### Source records
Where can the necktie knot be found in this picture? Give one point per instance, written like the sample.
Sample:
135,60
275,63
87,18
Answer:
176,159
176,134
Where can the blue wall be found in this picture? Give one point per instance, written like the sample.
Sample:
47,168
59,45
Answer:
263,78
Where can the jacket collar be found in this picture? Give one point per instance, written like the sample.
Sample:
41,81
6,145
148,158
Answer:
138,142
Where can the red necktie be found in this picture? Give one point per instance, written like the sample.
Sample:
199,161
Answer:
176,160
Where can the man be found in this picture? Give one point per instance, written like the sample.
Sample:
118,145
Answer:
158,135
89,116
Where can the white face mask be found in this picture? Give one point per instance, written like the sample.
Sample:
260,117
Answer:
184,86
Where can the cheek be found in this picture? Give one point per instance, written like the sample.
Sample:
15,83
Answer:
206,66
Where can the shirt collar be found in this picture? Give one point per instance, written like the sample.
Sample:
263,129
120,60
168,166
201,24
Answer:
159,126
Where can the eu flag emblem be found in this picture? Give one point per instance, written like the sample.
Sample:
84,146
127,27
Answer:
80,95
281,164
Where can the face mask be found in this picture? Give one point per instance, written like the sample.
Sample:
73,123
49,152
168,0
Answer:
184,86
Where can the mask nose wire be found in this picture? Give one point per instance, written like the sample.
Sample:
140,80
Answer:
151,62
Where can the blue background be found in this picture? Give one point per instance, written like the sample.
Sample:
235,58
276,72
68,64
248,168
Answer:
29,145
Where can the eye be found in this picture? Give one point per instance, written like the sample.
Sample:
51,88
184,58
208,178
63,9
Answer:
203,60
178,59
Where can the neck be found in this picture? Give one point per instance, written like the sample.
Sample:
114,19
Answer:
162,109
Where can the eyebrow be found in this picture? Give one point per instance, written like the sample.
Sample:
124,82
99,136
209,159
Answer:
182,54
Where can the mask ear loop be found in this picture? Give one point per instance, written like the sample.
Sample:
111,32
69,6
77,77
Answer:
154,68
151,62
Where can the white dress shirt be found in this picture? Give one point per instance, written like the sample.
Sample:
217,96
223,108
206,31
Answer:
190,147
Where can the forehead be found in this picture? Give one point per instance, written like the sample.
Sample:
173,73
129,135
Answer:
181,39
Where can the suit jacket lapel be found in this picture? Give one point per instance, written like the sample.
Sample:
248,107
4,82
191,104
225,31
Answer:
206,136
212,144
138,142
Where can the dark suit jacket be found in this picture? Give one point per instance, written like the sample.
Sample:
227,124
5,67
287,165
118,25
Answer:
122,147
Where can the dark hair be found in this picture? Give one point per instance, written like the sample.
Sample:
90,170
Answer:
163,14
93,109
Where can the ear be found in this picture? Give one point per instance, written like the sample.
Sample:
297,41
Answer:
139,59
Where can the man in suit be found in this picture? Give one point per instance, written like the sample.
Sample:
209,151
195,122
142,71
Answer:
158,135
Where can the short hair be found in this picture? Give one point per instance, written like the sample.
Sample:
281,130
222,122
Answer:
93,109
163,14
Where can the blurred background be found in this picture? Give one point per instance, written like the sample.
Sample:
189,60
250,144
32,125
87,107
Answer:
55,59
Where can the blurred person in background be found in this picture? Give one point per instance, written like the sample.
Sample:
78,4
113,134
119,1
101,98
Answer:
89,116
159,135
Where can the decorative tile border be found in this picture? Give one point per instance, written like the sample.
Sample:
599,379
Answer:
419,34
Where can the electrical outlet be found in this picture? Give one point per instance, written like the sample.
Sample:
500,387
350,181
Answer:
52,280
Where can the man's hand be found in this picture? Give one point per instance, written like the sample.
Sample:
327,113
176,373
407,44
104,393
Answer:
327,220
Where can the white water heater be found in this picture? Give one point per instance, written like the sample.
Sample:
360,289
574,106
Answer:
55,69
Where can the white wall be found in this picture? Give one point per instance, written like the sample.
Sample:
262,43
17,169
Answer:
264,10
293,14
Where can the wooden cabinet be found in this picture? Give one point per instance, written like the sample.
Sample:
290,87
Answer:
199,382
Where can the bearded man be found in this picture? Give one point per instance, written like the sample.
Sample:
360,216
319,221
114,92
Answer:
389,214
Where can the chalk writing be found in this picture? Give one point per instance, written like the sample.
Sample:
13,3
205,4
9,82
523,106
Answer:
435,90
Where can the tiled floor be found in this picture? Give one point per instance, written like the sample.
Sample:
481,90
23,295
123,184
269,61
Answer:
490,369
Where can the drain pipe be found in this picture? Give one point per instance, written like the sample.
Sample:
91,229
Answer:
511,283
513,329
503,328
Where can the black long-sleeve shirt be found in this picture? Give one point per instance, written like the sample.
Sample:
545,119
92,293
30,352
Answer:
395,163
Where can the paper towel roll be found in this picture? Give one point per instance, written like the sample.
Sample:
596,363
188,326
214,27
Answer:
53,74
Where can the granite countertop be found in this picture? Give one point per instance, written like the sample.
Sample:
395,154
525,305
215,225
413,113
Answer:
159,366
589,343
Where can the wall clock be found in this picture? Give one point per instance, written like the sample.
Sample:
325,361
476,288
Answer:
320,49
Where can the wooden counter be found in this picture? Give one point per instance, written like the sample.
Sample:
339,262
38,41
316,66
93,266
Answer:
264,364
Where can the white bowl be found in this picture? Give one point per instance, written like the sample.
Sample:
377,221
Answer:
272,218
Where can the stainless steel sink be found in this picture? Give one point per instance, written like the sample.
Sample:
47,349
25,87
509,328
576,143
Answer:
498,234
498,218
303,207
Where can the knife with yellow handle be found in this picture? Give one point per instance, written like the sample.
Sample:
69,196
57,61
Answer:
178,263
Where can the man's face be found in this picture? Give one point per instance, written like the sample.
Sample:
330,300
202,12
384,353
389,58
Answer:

### EXERCISE REQUIREMENTS
Using the records above as the source, restate each line verbatim.

### ANSWER BOX
Where can the necktie knot be found in this picture? Give one point per instance, written like the sample.
Sample:
135,60
275,63
87,18
Answer:
176,159
176,134
Where can the blue wall be found in this picture? Give one point per instance, written like the sample.
Sample:
47,168
59,45
Answer:
263,78
Where can the jacket collar be found in this picture? Give one point per instance, written like the sample.
Sample:
41,81
6,145
148,158
Answer:
138,142
Where can the red necktie be found in this picture? Give one point per instance, written like the sample.
Sample:
199,161
Answer:
176,160
Where can the man be found in this picture? Give one point per instance, written like the sample.
Sample:
118,145
Answer:
158,135
89,116
Where can the white face mask be found in this picture? Give one point per instance, written like the sample.
Sample:
260,117
Answer:
184,86
Where can the cheek be found in this picture? Give one point per instance, written like the sample.
Sample:
15,83
Answer:
206,66
Where can the shirt collar be found in this picture? Give one point per instance, written like the sample.
Sample:
263,129
120,60
168,166
201,24
Answer:
159,126
Where can the eu flag emblem be found in this picture? Give one point per instance, written like the sample.
Sample:
84,146
127,27
Answer:
80,95
281,164
Where can the face mask be found in this picture? Give one point per instance, written like the sample.
Sample:
73,123
49,152
168,0
Answer:
184,86
Where can the mask nose wire be found in this picture? Give one point per instance, written like the sample.
Sample:
140,80
Answer:
151,62
Where can the blue background be found in this picture? Give one point per instance, written like the sample.
Sample:
235,58
276,72
68,64
248,168
Answer:
29,145
Where can the eye be found in this picture? Give one point per instance, written like the sample.
Sample:
51,88
184,58
208,178
63,9
Answer:
203,60
178,59
Where can the neck be found in this picture? Give one point per instance, written like the sample.
Sample:
114,19
Answer:
162,109
Where can the eyebrow be found in this picture? Give one point per instance, written like the sample.
Sample:
124,82
99,136
209,159
Answer:
182,54
Where can the mask ear loop be found in this picture? Give one point per instance, written like the sample.
Sample:
111,32
69,6
77,77
Answer:
154,68
151,62
Where can the white dress shirt be found in this picture? Give one point per instance, written like the sample.
Sample:
217,96
223,108
206,31
Answer:
190,147
Where can the forehead be found in this picture? Give one point per instance, written like the sample.
Sample:
173,73
129,135
Answer:
181,39
Where can the suit jacket lapel be found in this picture? Give one point per instance, written like the sample.
Sample:
248,107
4,82
191,104
225,31
Answer:
206,136
212,144
138,142
Where can the dark suit jacket be found in this picture? Give one point per instance, written like the sample.
Sample:
227,124
5,67
287,165
118,25
Answer:
122,147
Where can the dark hair be found in this picture? Give one point per instance, written like the sample.
Sample:
90,170
Answer:
163,14
93,109
Where can the ear be found in this picture? Give one point per instance, written like the sample.
Sample:
297,41
Answer:
139,59
Where can the man in suit be found in this picture? Give one point per instance, written like the sample.
Sample:
209,151
195,122
142,71
Answer:
158,135
Where can the short hair be found in this picture? Give one point per instance, written like the sample.
Sample:
281,130
222,122
Answer:
93,109
163,14
Where can the blurred background be found in this picture? Give one point per instance, written like the sample.
Sample:
189,60
250,144
32,125
87,107
Answer:
55,59
Where can the blurred person in background be found in this picture? Give one point per instance, written like the sample.
Sample:
78,4
113,134
119,1
101,98
Answer:
89,116
159,135
Where can the decorative tile border be found in this picture? Give one point per instance, written like the sample.
Sample:
599,379
Answer:
419,34
Where can the electrical outlet be found in this picture? Give one point per instance, written like the sample.
Sample:
500,387
350,181
Answer:
52,280
Where can the man's hand be found in this picture? Give one point per instance, written like the sample.
Sample:
327,113
176,373
407,44
104,393
Answer:
327,220
Where can the white water heater be found in this picture? Give one point per instance, written like the sample.
Sample:
360,289
574,106
Answer:
55,69
Where can the white wall be found in this picture? Give one point per instance, written like the sample.
Sample:
262,43
17,169
Answer:
264,10
293,14
Where can the wooden cabinet be found in this picture? Give one point per instance, written like the sample.
Sample:
290,87
Answer:
199,382
Where can the bearded man be found in this picture? Give one point per instance, written like the sample.
Sample:
360,216
319,221
114,92
Answer:
389,214
Where can the chalk writing be found in this picture? Give one point per instance, written like the sample.
Sample:
13,3
205,4
9,82
523,106
Answer:
435,90
Where can the tiled floor be found in this picture? Give one point per instance, written like the sample.
Sample:
481,90
23,295
123,184
269,61
Answer:
490,369
Where can the drain pipe be found in this picture? Give one point per instance, written like the sample.
Sample:
91,229
Answer:
511,283
513,329
503,328
Where can the black long-sleeve shirt be found in this picture? Give one point per instance, written like the sample.
Sample:
545,119
92,293
30,352
Answer:
395,163
Where can the paper towel roll be found in this picture? Give one point per instance, written like the sample.
Sample:
596,363
188,326
214,27
Answer:
53,74
Where can the granite countertop be found in this picture? Give one point per instance, written like the sample.
Sample:
395,154
525,305
215,225
413,113
Answer:
159,366
589,343
Where can the wall clock be found in this picture? Give one point per instance, written like the sample.
Sample:
325,361
476,288
Answer:
320,49
Where can the wooden counter be found in this picture? Give one point per instance, written like the sample.
Sample:
339,262
38,41
316,66
93,266
Answer:
264,364
Where can the white bowl be found in this picture? Give one point per instance, written like the sample.
Sample:
377,221
Answer:
272,218
Where can the stainless steel sink be found in this picture? Give one point per instance, written like the sample.
Sample:
47,349
25,87
509,328
576,143
Answer:
498,234
498,218
303,207
Where can the knife with yellow handle be found in this picture? Give one point per instance, written like the sample.
Sample:
69,196
57,61
Answer:
178,263
Where can the man's face be found in this picture? Give one point per instance, written like the sample.
Sample:
330,300
202,12
384,353
389,58
Answer:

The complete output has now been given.